**** DATA TO PROCESS ****

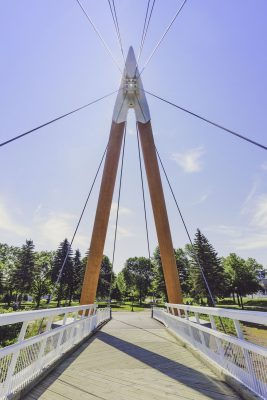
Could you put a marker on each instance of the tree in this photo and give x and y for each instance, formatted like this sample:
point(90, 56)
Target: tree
point(182, 264)
point(8, 262)
point(204, 254)
point(77, 276)
point(120, 282)
point(24, 271)
point(138, 275)
point(65, 276)
point(41, 276)
point(116, 293)
point(159, 286)
point(106, 277)
point(242, 276)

****

# WHAT YOU WILL DO
Extract every line of the records above word for word, omitting the pictures.

# RESULT BELOW
Could you put a marker on each instance of the tree in this photo and give x and y for each instance, formatted like this sample:
point(90, 56)
Target: tree
point(182, 264)
point(8, 262)
point(204, 254)
point(77, 276)
point(120, 282)
point(24, 271)
point(138, 275)
point(65, 276)
point(41, 276)
point(116, 293)
point(159, 286)
point(106, 277)
point(242, 276)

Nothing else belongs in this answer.